WHAT YOU WILL DO:
Exclude the pictures, and otherwise reproduce the data in full.

(Data items)
********************

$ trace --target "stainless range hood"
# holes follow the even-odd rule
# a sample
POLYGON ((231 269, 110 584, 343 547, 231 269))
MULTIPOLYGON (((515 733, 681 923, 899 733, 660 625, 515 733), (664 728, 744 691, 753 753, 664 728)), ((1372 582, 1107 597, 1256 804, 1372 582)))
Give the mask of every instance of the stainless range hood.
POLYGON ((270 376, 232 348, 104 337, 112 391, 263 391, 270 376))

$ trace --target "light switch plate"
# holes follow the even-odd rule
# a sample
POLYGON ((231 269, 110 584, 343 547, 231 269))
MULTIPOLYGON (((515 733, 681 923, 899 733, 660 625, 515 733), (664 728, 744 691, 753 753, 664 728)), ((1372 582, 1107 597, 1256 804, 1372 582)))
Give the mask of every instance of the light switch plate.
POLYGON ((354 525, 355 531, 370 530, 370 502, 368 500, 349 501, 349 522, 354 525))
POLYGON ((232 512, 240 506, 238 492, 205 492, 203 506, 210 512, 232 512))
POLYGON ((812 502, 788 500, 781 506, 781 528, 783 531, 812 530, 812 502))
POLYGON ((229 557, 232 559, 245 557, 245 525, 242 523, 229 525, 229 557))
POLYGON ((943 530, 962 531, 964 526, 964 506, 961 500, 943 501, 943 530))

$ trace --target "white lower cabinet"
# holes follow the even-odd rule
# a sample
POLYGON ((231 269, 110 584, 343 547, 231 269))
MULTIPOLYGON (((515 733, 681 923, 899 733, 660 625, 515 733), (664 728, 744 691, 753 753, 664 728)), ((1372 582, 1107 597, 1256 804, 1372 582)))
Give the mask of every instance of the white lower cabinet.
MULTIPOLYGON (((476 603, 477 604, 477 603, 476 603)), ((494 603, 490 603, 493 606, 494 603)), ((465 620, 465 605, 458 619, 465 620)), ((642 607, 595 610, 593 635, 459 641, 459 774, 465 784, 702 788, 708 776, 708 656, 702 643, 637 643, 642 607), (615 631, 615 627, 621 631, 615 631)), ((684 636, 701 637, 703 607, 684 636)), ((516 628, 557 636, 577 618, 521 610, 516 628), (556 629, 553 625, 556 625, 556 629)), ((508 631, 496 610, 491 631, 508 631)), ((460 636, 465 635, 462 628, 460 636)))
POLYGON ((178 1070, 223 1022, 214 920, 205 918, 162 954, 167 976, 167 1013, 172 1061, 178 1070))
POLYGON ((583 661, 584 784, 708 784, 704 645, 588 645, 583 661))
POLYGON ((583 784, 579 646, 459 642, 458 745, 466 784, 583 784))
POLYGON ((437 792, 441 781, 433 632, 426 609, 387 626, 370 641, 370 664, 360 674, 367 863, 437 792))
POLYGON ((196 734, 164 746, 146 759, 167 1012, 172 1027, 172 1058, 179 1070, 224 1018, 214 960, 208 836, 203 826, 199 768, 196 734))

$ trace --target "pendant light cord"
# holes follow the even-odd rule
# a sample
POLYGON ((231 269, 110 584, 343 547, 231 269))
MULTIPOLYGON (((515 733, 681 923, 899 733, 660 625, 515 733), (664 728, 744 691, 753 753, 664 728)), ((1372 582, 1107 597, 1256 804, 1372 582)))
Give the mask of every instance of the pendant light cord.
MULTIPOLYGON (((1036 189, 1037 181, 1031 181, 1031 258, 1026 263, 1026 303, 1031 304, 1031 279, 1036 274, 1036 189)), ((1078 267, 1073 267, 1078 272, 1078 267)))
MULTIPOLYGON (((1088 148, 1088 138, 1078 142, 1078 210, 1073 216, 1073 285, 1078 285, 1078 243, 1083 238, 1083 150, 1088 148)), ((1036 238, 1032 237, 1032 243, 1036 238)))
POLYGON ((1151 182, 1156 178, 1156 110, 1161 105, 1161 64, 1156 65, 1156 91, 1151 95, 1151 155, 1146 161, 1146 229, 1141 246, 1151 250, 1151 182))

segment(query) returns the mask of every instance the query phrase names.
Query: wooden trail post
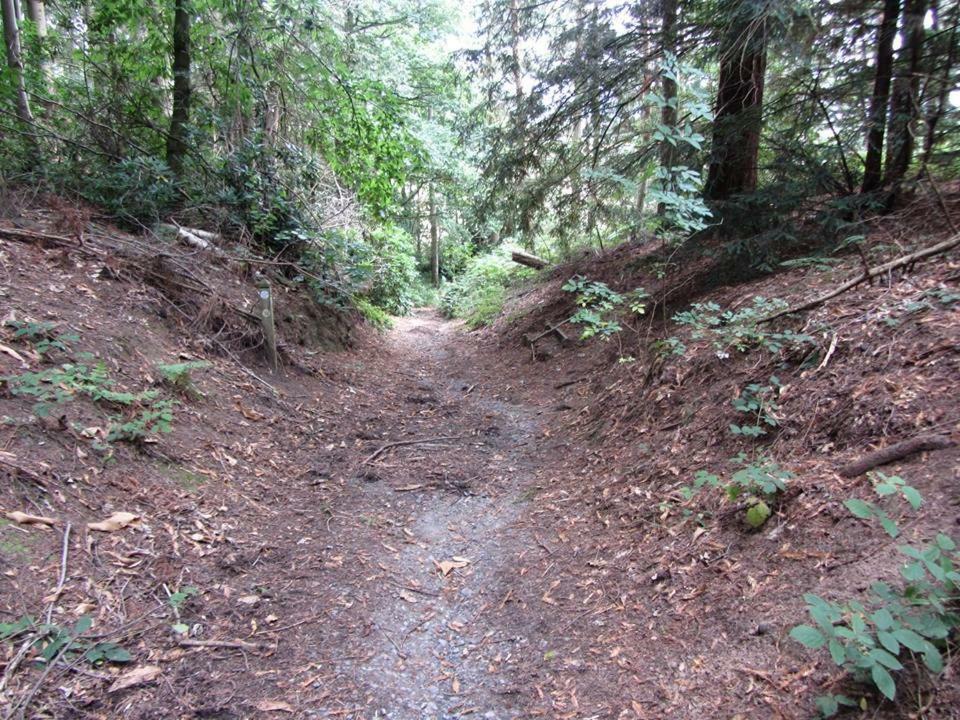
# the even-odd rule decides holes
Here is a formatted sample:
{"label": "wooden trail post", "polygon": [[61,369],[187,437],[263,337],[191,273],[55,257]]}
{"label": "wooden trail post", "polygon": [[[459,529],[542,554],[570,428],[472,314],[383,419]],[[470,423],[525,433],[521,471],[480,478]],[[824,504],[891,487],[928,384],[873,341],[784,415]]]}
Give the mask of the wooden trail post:
{"label": "wooden trail post", "polygon": [[280,357],[277,355],[277,328],[273,322],[273,290],[270,281],[260,278],[257,281],[257,317],[263,328],[263,340],[267,345],[267,357],[274,372],[280,369]]}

********************

EXERCISE OUTPUT:
$ trace --target "stainless range hood"
# holes follow the even-odd rule
# a sample
POLYGON ((231 269, 110 584, 343 547, 231 269))
MULTIPOLYGON (((515 733, 681 923, 899 733, 660 625, 515 733), (664 728, 744 691, 753 753, 664 728)), ((1372 582, 1107 597, 1256 804, 1372 582)))
Give the mask of every instance of the stainless range hood.
POLYGON ((270 376, 232 348, 104 337, 112 391, 263 391, 270 376))

$ trace --target "light switch plate"
# holes follow the even-odd rule
# a sample
POLYGON ((231 269, 110 584, 343 547, 231 269))
MULTIPOLYGON (((515 733, 681 923, 899 733, 660 625, 515 733), (664 728, 744 691, 753 753, 664 728)), ((1372 582, 1107 597, 1256 804, 1372 582)))
Give the mask of every instance of the light switch plate.
POLYGON ((354 525, 355 531, 370 530, 370 502, 368 500, 349 501, 349 522, 354 525))
POLYGON ((232 512, 240 506, 238 492, 205 492, 203 506, 210 512, 232 512))
POLYGON ((812 502, 788 500, 781 506, 781 528, 783 531, 812 530, 812 502))
POLYGON ((229 557, 232 559, 245 557, 245 525, 242 523, 229 525, 229 557))
POLYGON ((943 530, 962 531, 964 526, 964 506, 961 500, 943 501, 943 530))

$ trace --target "white lower cabinet"
# holes follow the even-odd rule
# a sample
POLYGON ((231 269, 110 584, 343 547, 231 269))
MULTIPOLYGON (((515 733, 681 923, 899 733, 660 625, 515 733), (664 728, 744 691, 753 753, 664 728)), ((1372 582, 1107 597, 1256 804, 1372 582)))
Give the mask of every instance of the white lower cabinet.
MULTIPOLYGON (((476 603, 477 604, 477 603, 476 603)), ((494 603, 490 603, 493 606, 494 603)), ((465 620, 465 605, 458 619, 465 620)), ((642 607, 595 610, 593 635, 459 641, 459 774, 465 784, 702 788, 708 776, 708 656, 702 643, 637 643, 642 607), (615 631, 615 627, 621 631, 615 631)), ((684 636, 701 637, 703 607, 684 636)), ((516 628, 557 636, 577 618, 521 610, 516 628), (556 629, 553 625, 556 625, 556 629)), ((508 631, 496 610, 491 631, 508 631)), ((460 636, 465 635, 462 628, 460 636)))
POLYGON ((178 1070, 223 1022, 214 920, 205 918, 162 954, 167 976, 167 1013, 172 1061, 178 1070))
POLYGON ((583 661, 584 784, 708 784, 704 645, 588 645, 583 661))
POLYGON ((583 784, 579 646, 459 642, 458 745, 466 784, 583 784))
POLYGON ((437 792, 441 781, 433 632, 426 609, 387 626, 370 641, 370 664, 360 674, 367 863, 437 792))
POLYGON ((196 734, 164 746, 146 759, 167 1012, 172 1027, 172 1058, 179 1070, 224 1018, 214 960, 208 836, 203 826, 199 768, 196 734))

$ trace --target "pendant light cord"
# holes follow the even-odd rule
# a sample
POLYGON ((231 269, 110 584, 343 547, 231 269))
MULTIPOLYGON (((515 733, 681 923, 899 733, 660 625, 515 733), (664 728, 744 691, 753 753, 664 728)), ((1372 582, 1107 597, 1256 804, 1372 582)))
Give the mask of every instance of the pendant light cord.
MULTIPOLYGON (((1036 189, 1037 181, 1031 181, 1031 258, 1026 263, 1026 303, 1031 304, 1031 279, 1036 274, 1036 189)), ((1078 267, 1073 267, 1078 272, 1078 267)))
MULTIPOLYGON (((1088 148, 1088 138, 1078 142, 1078 210, 1073 216, 1073 285, 1078 285, 1078 243, 1083 238, 1083 150, 1088 148)), ((1036 238, 1032 237, 1032 243, 1036 238)))
POLYGON ((1151 182, 1156 178, 1156 110, 1161 105, 1161 64, 1156 65, 1156 91, 1151 95, 1151 155, 1146 161, 1146 229, 1141 246, 1151 250, 1151 182))

segment(query) returns the mask of every instance the query phrase names.
Query: wooden trail post
# the even-odd rule decides holes
Here is a formatted sample:
{"label": "wooden trail post", "polygon": [[61,369],[187,437],[263,337],[191,273],[55,257]]}
{"label": "wooden trail post", "polygon": [[[459,529],[542,554],[570,428],[472,314],[383,419]],[[470,423],[525,433],[521,471],[480,478]],[[824,504],[891,487],[928,384],[873,341],[784,415]]]}
Give the mask of the wooden trail post:
{"label": "wooden trail post", "polygon": [[280,357],[277,355],[277,328],[273,322],[273,290],[270,281],[260,278],[257,281],[257,317],[263,328],[263,340],[267,345],[267,357],[274,372],[280,369]]}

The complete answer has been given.